Stated task
Change "pillow" to "cushion" in the rows running from the line that contains "Indicate every instance of the white planter" through the end of the rows, and reproduce only those lines with everything else unchanged.

Data for this exercise

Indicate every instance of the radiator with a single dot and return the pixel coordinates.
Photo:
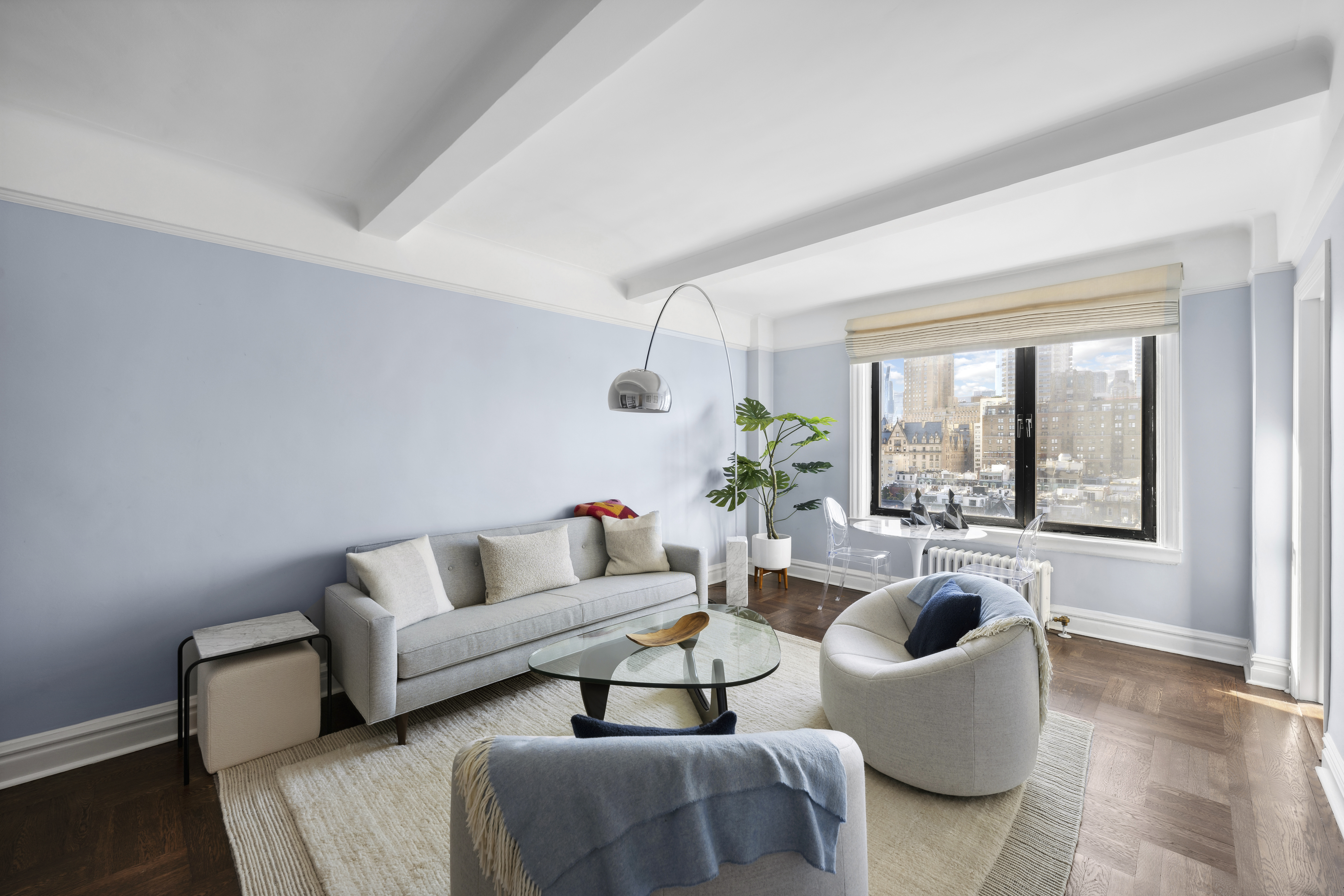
(1038, 590)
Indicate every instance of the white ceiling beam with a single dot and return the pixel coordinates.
(1275, 80)
(525, 91)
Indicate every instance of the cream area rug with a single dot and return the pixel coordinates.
(355, 815)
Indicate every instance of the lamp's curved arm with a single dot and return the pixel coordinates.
(728, 360)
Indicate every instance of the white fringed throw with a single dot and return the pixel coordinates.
(496, 848)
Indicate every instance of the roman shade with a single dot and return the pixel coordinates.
(1142, 303)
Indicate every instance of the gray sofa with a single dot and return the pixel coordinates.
(388, 673)
(963, 722)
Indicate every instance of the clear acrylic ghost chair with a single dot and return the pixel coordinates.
(838, 549)
(1022, 574)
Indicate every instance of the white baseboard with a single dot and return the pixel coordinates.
(1156, 636)
(50, 753)
(1265, 671)
(1332, 778)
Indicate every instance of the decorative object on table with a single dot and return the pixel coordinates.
(839, 549)
(404, 580)
(952, 518)
(234, 640)
(945, 619)
(737, 648)
(605, 508)
(1025, 565)
(687, 627)
(519, 565)
(589, 727)
(918, 512)
(736, 572)
(764, 483)
(635, 545)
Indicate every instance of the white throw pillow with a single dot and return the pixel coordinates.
(635, 546)
(404, 580)
(519, 565)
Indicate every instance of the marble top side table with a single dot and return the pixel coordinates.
(233, 639)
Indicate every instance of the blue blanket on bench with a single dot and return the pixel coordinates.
(634, 815)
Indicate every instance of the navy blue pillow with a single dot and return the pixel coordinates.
(591, 727)
(947, 616)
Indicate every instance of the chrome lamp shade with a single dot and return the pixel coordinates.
(640, 391)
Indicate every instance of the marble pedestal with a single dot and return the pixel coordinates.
(737, 572)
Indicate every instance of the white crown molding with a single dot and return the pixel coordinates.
(1326, 187)
(1271, 269)
(1155, 636)
(1265, 671)
(1214, 289)
(1332, 778)
(271, 249)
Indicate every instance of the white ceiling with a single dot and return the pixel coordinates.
(740, 117)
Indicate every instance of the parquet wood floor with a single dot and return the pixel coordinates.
(1199, 785)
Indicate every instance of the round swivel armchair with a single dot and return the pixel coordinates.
(963, 722)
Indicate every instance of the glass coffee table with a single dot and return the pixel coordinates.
(737, 648)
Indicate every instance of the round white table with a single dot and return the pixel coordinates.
(916, 537)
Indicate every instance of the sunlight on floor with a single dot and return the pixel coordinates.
(1287, 704)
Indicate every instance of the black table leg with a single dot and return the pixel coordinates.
(595, 699)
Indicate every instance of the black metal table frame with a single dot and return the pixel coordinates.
(185, 691)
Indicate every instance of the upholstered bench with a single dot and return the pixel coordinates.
(257, 704)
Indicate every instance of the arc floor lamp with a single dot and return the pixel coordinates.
(643, 391)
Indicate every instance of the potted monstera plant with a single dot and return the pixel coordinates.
(765, 483)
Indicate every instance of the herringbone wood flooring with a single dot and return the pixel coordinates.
(1199, 785)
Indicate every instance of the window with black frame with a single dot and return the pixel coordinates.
(1065, 430)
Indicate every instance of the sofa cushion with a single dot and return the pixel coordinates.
(609, 597)
(521, 565)
(459, 557)
(483, 629)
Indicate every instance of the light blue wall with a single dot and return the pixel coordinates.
(1272, 460)
(193, 434)
(1332, 229)
(1210, 589)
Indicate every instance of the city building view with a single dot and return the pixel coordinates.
(949, 426)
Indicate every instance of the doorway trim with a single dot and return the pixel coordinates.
(1311, 518)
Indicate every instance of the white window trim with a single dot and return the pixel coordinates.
(1167, 550)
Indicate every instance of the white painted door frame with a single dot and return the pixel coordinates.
(1310, 620)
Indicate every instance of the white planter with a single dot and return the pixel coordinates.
(772, 554)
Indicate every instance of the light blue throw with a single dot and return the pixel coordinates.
(634, 815)
(998, 600)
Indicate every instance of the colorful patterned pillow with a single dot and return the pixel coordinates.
(612, 508)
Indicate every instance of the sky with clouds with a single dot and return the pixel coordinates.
(975, 371)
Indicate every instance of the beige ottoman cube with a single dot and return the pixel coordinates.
(257, 704)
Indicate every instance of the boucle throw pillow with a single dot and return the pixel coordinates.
(404, 580)
(518, 565)
(635, 546)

Written answer
Indicate every instance of the white planter with a single dot and return the pixel coordinates.
(772, 554)
Indicate every instance of the light blue throw with a single dot and return the pixel coordinates.
(634, 815)
(998, 600)
Indicate every instance of the colorful patterned cushion with a single dot and return the pixel coordinates.
(612, 508)
Indicate every instance of the sky with clouds with a single dot and return the pixel coordinates.
(975, 371)
Indicate every instance of the beige ottoman cube with a single dot and return the pixel coordinates.
(257, 704)
Indicate every instance of the boucle throw cushion with a single dot and return the pixel coordinates.
(404, 580)
(518, 565)
(635, 546)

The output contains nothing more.